Written task » Pictures do not belong in the copy; transcribe everything else in the records exactly.
-- Start The records --
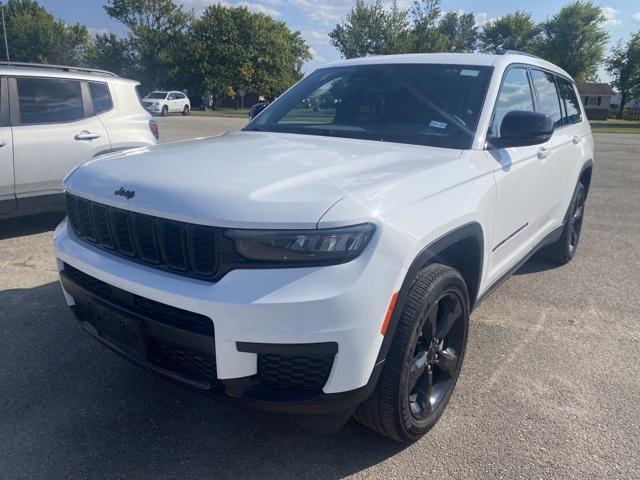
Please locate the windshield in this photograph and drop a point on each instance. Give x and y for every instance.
(422, 104)
(157, 95)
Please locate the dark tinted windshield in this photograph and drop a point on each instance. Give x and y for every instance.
(157, 95)
(423, 104)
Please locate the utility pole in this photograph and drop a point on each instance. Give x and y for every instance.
(4, 29)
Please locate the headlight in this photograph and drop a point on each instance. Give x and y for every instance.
(296, 247)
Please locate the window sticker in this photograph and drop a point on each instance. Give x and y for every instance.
(436, 124)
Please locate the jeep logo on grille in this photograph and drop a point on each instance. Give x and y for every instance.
(128, 194)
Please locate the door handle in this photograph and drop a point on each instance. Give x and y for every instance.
(84, 135)
(543, 152)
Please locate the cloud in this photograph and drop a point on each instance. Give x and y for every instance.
(610, 15)
(97, 31)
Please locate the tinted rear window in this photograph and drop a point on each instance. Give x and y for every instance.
(100, 97)
(423, 104)
(49, 100)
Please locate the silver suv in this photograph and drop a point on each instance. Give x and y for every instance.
-- End The records --
Reply »
Please locate the windshield in this photograph and drop a point on each instance. Give x and y for every instance.
(422, 104)
(157, 95)
Please locate the dark tinted windshield in this photograph and drop a point on each instance. Give x and y for every instance.
(157, 95)
(423, 104)
Please locate the utility pole in this photograph and drop a point on each instance. Give x and y for every instance.
(4, 29)
Please locate the headlight in this photograph and drop a point on each instance. Give x and y for every instance.
(296, 247)
Please locate the window sticker in this photograph and drop a point on each instance. Give x and y for every instance.
(436, 124)
Please locate the jeep logo on grille in this photograph and drop a point on each instance. Give x and y for every instance.
(128, 194)
Please locate the door handle in this photograph and drop a point on each instance. Give x and y for every instance.
(84, 135)
(543, 152)
Please locate the cloud in this photograph and drop a point on each instance. Give x and y for every instance.
(610, 15)
(97, 31)
Please locate the tinted rear window in this photograph and drop a point on each instance. Give x and y for every instance.
(100, 97)
(423, 104)
(49, 100)
Please locate the silver suv in this photograph and drop a point on each instance. Give x and y for every instance.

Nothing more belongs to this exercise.